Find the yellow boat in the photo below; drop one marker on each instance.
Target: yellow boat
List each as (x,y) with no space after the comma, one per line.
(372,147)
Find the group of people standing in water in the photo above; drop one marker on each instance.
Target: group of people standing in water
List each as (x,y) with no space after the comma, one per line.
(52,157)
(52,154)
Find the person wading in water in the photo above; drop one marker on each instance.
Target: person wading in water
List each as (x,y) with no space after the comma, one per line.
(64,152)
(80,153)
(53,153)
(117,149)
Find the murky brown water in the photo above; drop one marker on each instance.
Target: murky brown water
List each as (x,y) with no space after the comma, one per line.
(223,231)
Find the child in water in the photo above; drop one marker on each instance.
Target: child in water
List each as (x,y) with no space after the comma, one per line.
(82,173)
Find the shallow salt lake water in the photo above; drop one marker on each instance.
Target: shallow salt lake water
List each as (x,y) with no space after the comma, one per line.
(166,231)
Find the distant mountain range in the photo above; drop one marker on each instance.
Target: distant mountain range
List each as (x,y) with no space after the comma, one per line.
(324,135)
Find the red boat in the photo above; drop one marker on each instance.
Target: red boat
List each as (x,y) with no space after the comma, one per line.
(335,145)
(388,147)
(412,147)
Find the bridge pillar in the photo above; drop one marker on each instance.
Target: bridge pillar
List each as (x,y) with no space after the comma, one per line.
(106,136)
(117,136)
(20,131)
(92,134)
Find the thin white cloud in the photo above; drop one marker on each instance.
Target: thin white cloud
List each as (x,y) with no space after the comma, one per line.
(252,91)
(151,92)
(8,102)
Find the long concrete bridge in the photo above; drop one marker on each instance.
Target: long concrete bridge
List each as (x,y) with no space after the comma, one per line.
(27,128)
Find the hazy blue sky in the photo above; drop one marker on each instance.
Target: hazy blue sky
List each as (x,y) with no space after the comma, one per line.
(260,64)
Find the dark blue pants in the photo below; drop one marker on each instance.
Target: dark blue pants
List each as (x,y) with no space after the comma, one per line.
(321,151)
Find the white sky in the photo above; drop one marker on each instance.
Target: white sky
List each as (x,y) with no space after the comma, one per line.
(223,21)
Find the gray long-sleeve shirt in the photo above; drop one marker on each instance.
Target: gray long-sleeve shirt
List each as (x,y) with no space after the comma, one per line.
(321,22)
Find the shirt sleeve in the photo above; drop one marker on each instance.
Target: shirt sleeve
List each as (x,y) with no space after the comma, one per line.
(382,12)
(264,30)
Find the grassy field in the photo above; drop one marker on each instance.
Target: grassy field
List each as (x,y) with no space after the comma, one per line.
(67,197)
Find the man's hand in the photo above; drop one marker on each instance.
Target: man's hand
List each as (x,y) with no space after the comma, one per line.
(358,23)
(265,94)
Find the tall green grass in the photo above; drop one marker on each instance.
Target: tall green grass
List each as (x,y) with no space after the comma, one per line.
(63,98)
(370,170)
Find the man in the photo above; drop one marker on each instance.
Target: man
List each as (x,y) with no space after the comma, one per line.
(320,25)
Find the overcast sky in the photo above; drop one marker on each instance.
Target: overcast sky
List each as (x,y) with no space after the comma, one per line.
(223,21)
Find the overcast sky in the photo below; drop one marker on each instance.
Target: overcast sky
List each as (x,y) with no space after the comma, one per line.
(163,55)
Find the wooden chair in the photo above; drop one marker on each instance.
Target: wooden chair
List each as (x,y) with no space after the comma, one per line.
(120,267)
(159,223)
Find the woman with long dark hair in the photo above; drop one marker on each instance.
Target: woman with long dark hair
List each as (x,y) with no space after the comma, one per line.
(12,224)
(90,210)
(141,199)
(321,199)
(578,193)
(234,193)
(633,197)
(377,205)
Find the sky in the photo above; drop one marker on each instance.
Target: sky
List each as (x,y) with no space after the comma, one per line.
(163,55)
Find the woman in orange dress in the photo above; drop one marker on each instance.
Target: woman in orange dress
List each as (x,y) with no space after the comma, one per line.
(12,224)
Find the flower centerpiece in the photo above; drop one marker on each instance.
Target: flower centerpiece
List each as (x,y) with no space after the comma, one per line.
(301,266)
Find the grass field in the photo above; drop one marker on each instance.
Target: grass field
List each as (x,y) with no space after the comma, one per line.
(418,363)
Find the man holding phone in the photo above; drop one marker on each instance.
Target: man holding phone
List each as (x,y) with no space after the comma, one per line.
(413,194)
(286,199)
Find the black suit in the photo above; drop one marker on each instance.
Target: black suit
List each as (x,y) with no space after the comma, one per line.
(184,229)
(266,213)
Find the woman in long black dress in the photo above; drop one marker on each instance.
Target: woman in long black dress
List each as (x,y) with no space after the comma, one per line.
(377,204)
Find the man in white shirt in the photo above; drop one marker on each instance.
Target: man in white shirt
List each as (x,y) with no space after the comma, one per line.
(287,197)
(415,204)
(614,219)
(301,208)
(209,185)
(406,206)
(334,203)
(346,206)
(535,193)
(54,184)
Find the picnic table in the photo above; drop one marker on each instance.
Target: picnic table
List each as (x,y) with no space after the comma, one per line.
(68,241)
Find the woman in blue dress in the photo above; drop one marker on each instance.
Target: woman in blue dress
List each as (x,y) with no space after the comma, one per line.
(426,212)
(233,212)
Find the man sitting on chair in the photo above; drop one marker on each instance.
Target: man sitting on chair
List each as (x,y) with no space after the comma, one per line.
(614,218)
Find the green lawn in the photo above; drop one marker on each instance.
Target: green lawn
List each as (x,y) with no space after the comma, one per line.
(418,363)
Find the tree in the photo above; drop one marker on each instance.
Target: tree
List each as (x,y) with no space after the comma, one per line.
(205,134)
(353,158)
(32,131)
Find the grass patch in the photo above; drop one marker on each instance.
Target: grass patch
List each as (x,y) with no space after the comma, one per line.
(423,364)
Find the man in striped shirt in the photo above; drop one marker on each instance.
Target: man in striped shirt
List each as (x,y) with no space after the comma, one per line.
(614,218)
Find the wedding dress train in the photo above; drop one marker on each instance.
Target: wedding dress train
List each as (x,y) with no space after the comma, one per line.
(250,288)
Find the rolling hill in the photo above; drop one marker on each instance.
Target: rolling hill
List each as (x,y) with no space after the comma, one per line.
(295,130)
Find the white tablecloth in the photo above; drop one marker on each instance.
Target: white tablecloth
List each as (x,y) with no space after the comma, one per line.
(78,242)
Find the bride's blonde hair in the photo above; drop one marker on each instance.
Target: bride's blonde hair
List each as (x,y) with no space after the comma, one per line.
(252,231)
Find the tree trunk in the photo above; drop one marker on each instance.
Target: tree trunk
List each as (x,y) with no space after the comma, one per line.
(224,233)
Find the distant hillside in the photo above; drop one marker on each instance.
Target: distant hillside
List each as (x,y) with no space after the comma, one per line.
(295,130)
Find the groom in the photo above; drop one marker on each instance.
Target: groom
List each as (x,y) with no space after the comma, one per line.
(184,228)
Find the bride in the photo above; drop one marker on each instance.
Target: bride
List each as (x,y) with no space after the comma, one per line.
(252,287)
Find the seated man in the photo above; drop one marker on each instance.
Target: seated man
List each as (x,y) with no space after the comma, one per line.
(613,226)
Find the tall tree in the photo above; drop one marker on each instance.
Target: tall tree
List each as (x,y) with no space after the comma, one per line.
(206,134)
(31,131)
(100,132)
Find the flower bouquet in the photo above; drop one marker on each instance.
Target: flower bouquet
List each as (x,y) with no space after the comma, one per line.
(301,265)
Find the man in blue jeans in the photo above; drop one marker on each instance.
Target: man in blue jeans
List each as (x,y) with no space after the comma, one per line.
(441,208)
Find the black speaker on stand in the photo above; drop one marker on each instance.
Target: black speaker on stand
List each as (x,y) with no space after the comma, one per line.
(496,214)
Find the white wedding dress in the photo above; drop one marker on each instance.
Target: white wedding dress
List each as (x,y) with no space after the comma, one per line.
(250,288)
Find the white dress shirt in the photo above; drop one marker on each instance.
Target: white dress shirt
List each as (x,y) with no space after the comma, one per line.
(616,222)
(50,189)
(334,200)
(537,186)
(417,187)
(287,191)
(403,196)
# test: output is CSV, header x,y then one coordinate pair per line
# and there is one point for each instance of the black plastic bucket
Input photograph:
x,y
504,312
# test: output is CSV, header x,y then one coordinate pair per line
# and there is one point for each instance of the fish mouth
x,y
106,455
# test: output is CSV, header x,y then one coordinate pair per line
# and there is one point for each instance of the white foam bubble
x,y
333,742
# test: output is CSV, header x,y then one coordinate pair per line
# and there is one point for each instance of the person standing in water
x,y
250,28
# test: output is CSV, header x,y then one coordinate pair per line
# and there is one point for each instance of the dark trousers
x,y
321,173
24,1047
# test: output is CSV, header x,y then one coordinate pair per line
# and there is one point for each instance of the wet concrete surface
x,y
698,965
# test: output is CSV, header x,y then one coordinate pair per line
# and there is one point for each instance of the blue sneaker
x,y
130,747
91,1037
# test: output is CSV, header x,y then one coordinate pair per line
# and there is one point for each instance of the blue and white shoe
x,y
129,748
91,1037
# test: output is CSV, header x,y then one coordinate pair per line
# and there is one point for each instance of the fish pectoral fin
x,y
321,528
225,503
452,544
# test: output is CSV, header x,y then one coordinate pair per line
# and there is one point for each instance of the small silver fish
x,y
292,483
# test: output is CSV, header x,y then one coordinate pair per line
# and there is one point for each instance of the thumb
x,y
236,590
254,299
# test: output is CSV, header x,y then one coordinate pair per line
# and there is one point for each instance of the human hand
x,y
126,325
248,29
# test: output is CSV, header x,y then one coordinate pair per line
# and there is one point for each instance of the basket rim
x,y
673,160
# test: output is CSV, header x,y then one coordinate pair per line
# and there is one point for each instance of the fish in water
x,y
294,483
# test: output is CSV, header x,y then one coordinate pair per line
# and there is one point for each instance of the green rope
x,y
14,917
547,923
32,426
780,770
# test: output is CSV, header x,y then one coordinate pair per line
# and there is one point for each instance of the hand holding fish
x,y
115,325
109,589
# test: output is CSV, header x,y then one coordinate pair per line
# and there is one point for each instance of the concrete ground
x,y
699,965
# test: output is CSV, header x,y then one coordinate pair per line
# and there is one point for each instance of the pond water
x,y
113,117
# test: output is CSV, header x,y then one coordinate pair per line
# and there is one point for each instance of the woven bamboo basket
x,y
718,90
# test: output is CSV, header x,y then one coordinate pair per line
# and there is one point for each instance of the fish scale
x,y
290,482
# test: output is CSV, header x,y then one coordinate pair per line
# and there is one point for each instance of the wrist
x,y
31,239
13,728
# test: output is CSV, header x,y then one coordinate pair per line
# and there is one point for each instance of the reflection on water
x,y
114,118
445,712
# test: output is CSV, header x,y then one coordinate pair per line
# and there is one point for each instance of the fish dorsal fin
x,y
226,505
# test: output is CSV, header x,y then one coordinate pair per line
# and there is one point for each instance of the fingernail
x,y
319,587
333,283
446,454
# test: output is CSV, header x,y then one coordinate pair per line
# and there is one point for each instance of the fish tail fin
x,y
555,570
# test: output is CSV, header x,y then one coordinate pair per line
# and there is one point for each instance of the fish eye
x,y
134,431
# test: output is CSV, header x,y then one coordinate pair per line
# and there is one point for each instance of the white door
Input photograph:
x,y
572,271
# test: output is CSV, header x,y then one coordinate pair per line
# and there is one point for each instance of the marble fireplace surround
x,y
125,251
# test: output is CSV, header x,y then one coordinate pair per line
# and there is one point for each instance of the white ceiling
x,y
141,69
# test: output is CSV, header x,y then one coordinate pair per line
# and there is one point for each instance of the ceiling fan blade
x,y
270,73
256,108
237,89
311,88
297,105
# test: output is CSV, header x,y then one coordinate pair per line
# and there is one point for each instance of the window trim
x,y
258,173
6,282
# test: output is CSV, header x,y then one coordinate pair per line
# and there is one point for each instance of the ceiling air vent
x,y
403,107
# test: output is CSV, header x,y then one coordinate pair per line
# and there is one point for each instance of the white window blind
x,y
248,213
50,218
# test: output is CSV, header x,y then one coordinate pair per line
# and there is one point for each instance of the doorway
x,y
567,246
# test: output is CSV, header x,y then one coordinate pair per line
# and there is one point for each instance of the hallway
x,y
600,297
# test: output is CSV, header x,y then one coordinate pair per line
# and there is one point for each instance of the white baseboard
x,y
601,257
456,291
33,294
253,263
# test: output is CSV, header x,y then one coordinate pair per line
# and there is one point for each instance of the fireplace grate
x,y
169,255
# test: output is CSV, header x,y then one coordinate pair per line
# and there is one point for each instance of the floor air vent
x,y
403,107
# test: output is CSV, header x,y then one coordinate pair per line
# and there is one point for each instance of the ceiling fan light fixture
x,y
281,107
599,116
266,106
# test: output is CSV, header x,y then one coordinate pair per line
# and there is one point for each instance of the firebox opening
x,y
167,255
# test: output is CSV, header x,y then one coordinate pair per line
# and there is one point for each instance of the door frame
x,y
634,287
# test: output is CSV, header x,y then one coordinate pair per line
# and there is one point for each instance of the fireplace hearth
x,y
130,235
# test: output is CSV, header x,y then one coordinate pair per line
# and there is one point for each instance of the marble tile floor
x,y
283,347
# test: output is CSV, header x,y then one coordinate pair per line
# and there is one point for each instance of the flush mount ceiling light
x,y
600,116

***

• _Exercise directions_:
How many of the lines above contain the word "suit"? Reply with the number alone.

• _Output for this task_:
2